A young woman’s flinty, brooding recovery from the devastation of losing a baby is the beating heart of “Pieces of a Woman,” an intimate if somewhat problematic melodrama from the Hungarian filmmaker Kornél Mundruczó (“White God”) and his frequent collaborator, Kata Wéber.

It lives on a riveting, introverted turn by Vanessa Kirby and a bravura early scene — a single-shot “long take” that captures a home childbirth that goes wrong. “Problematic” and “melodrama” fits most everything else.

Kirby is Martha, very pregnant when we meet her, making her goodbyes at an office baby shower, heading home to give birth soon with maternity leave to follow.

Shia LaBeouf is her rough-hewn partner, Sean — a bearded, blustery construction worker building a Boston bridge, somebody we instantly sense is beneath Martha’s class. Her mother (Ellen Burstyn) buying them a minivan reinforces that.

The birth scene that follows is a quiet exercise in rising, single-shot tension. The planned midwife can’t make it. A substitute (Molly Parker) arrives and things progress, in realistic detail, to that instant when it all goes wrong.

Months later, Martha is back at work, brushing off Sean, who insists “We’ve gotta FINISH this,” and pushing back at her pushy, controlling mother.

“Don’t you want someone to answer for this monstrosity?”

They’re arguing for a civil suit. They want the midwife to pay. Martha, still in shock, still silently grieving, seethes at their interference. The viewer is naturally on her side.

But as months pass and the pressures mount, we see Martha withdraw more and more from the event even as she never really comes to grips with it. And even as she doesn’t, the wheels of justice are turning. Sean and her mother and their lawyer are getting their way.

Mundruczó and Kata Wéber, reworking a stage piece they did and based this on, give the film a European flavor, a disconnect that mirrors Martha’s own unmooring. She is pulling away from Sean and her mother, even her sister (Iliza Shlesinger) as this dark winter of her life passes.

But other issues introduced here play like the naked plot contrivances they are, twists and layers to the melodrama that feel like afterthoughts.

And then there is the casting, which makes it hard to lose oneself in her story in some cases.

LaBeouf’s trademark antic aggression paired with his dressed-down/grunged up look and mien feels off. What’s this tall, willowy blonde from money — Jewish to boot — doing with this “rough” and “poor” and “boorish” — words he’s heard from her mother and Martha herself — doing with her?

Everything we learn about him adds to that impression.

Burstyn is an 88 year-old screen legend, and she’s supposed to be this 30ish woman’s mother? That bit of tricky math is ignored to accommodate a Holocaust survivor speech, which Burstyn knocks out of the park, in the shaky voice of very old age.

But come on.

Cinematographer Benjamin Loeb deserves kudos for that single-shot that doesn’t look like a single-shot childbirth scene, a camera in close and backing out, following the stages of labor from room to room with realistic interior lighting.

Montreal, and Oslo and other Norwegian locations substitute for Greater Boston in a mildly disconnecting way.

It’s Kirby who makes this worth watching, and even that performance is nothing anyone would call “warm.” If “The Queen” and a “Mission:Impossible” villain didn’t make her a star, this certainly will.

It’s all the “pieces” around Kirby that let down this “woman.”

MPA Rating: R for language, sexual content, graphic nudity and brief drug use

Cast: Vanessa Kirby, Shia LaBeouf, Ellen Burstyn, Iliza Shlesinger, Benny Safdie and Molly Parker.

Credits: Directed by Kornél Mundruczó, script by Kata Wéber and Ansuman Bhagat . A Netflix release.

════

### Directions
Can you give the part of the review from "But as months" to "feel like afterthoughts." again, replacing "melodrama" with "drama" wherever it occurs?

### Data block
════

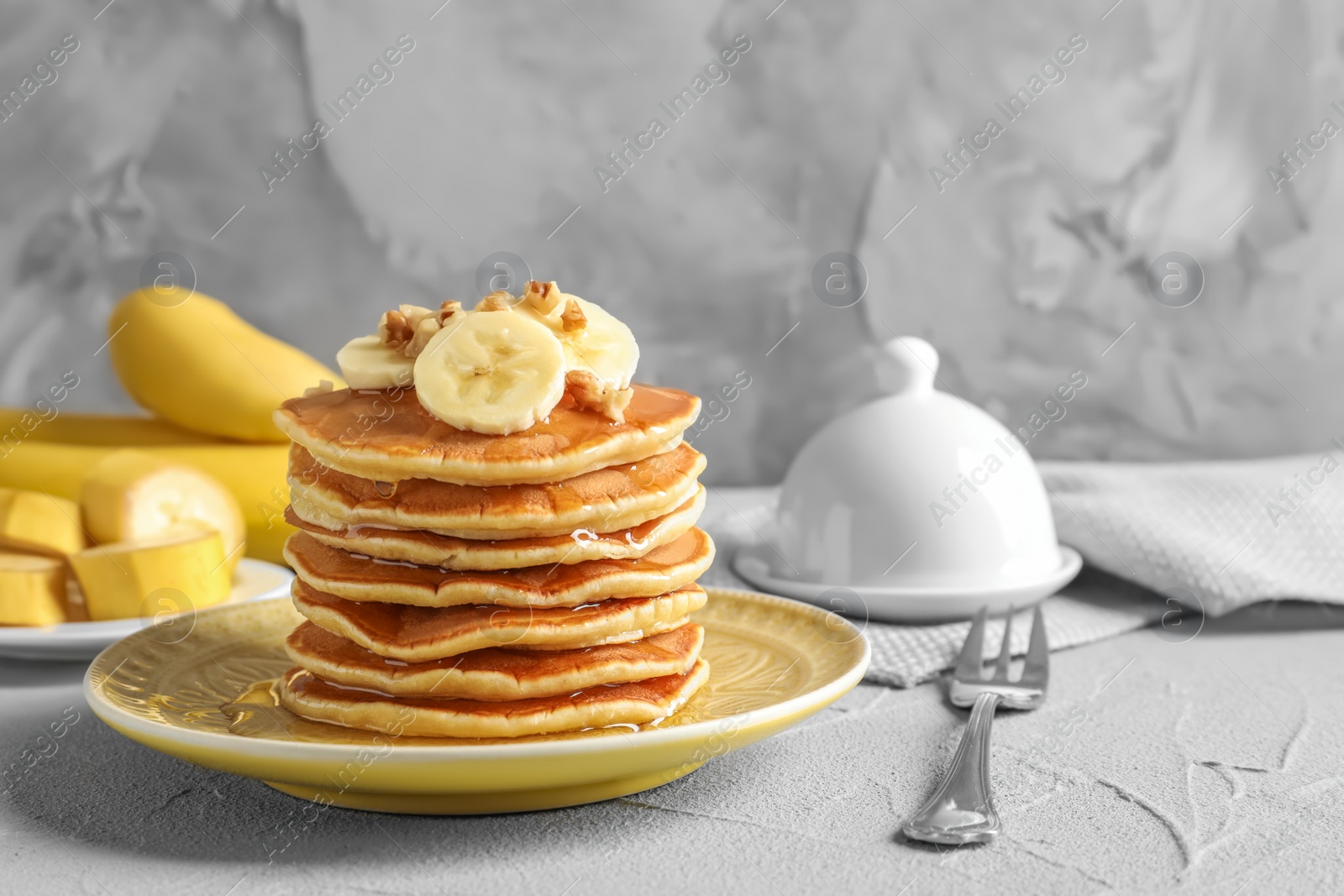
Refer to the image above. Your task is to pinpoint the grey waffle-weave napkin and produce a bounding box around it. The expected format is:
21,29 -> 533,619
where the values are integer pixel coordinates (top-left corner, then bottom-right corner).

════

### Response
But as months pass and the pressures mount, we see Martha withdraw more and more from the event even as she never really comes to grips with it. And even as she doesn’t, the wheels of justice are turning. Sean and her mother and their lawyer are getting their way.

Mundruczó and Kata Wéber, reworking a stage piece they did and based this on, give the film a European flavor, a disconnect that mirrors Martha’s own unmooring. She is pulling away from Sean and her mother, even her sister (Iliza Shlesinger) as this dark winter of her life passes.

But other issues introduced here play like the naked plot contrivances they are, twists and layers to the drama that feel like afterthoughts.